Start of Block

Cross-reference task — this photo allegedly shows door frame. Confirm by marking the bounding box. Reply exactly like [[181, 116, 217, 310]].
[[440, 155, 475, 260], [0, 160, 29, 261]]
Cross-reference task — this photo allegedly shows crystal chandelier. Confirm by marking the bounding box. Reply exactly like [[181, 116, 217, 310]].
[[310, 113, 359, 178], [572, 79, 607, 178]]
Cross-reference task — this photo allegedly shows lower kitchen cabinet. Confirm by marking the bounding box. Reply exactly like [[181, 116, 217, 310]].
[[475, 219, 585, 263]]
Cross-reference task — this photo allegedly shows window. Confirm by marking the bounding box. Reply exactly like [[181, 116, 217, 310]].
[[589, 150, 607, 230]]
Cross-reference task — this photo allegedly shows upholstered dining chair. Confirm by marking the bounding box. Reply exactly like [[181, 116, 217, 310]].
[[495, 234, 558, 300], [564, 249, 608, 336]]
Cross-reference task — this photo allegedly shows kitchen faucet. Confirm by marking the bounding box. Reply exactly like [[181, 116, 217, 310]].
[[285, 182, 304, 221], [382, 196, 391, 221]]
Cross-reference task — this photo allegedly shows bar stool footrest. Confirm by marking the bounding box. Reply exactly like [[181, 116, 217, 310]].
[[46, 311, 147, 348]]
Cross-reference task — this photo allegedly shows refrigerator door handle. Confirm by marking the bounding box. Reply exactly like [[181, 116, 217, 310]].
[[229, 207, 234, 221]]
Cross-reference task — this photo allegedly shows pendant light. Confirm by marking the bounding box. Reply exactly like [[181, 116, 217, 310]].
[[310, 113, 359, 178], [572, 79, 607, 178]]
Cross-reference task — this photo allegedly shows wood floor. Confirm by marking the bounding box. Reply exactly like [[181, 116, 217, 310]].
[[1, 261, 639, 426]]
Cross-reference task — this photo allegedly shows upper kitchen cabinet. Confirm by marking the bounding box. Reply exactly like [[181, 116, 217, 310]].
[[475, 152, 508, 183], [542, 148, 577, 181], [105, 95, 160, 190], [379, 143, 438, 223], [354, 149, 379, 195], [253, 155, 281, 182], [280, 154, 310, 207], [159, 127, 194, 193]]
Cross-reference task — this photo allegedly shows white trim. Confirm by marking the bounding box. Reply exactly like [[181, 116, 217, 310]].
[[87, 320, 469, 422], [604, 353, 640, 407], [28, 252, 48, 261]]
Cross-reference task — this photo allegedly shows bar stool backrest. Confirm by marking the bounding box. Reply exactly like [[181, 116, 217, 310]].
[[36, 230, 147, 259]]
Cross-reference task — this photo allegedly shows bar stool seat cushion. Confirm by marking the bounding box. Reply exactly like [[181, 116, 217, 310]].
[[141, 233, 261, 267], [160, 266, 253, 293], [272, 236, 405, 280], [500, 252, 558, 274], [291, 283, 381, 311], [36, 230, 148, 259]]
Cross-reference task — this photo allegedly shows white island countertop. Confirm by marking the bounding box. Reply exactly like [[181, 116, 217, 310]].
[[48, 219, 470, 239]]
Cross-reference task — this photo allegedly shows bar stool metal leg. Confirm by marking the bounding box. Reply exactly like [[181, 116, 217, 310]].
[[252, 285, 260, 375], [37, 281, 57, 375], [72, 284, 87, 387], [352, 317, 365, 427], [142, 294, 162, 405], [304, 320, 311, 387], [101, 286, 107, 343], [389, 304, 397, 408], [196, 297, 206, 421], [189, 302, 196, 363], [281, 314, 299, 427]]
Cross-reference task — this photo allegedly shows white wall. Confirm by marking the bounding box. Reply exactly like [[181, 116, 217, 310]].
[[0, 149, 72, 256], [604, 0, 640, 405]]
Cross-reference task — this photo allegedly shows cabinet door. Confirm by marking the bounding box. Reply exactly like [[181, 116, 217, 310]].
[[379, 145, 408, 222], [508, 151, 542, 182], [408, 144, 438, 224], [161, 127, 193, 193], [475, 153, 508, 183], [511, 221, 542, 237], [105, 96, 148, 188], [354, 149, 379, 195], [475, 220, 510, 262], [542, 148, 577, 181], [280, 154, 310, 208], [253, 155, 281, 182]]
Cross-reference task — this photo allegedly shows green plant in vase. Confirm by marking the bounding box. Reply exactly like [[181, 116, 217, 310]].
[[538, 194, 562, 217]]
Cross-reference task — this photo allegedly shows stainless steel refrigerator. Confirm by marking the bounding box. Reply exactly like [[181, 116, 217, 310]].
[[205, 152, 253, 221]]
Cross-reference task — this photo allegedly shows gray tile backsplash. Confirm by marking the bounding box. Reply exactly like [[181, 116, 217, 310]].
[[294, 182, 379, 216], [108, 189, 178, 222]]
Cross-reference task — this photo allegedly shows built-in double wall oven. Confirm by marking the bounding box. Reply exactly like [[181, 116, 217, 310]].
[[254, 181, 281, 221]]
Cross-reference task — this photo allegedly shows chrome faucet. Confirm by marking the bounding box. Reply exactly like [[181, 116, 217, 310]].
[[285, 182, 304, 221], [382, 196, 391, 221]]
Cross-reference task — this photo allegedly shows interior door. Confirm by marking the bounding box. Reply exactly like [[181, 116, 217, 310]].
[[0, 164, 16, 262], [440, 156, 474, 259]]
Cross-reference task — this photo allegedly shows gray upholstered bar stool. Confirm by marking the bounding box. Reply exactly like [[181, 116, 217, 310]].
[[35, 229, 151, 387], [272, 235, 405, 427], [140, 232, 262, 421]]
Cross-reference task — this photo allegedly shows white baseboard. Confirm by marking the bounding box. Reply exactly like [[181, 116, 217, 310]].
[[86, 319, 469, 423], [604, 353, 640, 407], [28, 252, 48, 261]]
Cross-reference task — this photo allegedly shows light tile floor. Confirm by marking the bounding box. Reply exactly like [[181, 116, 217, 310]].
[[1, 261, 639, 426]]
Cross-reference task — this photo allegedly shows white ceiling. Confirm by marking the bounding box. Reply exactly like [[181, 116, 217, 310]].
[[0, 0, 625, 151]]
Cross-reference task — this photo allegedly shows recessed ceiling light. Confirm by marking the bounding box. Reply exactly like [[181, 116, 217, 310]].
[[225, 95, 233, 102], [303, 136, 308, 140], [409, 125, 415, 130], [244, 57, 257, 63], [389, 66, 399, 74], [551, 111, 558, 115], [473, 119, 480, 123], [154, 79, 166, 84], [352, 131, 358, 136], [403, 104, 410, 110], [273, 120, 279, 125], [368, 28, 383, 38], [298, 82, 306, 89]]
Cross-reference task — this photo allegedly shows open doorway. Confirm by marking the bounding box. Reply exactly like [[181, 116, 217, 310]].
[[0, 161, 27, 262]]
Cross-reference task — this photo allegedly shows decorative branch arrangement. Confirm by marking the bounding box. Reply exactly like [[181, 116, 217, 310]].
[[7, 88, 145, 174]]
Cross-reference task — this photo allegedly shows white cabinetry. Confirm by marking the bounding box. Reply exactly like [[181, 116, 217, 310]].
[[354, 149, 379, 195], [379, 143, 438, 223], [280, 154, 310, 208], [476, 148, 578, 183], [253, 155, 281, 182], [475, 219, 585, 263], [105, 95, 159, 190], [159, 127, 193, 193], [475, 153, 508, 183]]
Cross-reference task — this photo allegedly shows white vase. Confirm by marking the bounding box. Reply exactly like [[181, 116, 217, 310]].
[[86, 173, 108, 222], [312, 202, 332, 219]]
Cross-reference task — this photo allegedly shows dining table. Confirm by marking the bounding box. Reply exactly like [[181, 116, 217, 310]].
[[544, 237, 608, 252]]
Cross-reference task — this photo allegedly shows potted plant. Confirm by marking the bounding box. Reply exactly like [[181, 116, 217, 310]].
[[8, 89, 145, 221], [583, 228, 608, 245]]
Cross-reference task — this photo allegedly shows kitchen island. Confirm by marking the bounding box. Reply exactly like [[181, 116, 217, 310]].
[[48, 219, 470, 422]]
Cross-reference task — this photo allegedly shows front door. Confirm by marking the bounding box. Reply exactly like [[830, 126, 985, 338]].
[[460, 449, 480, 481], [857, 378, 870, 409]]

End of Block

Output exactly the line containing "shows kitchen island." together with every line after it, ending at the final line of the entries.

• [WRITTEN SOLUTION]
Cross-reference task — this photo allegedly shows kitchen island. Confirm by marking the bounding box. Reply exactly like [[181, 116, 217, 310]].
[[48, 219, 470, 422]]
Cross-reference task — this photo allegedly shows front door. Confirm by marking the bounding box. Reply exactly like [[830, 126, 985, 338]].
[[460, 449, 480, 481], [857, 378, 870, 409]]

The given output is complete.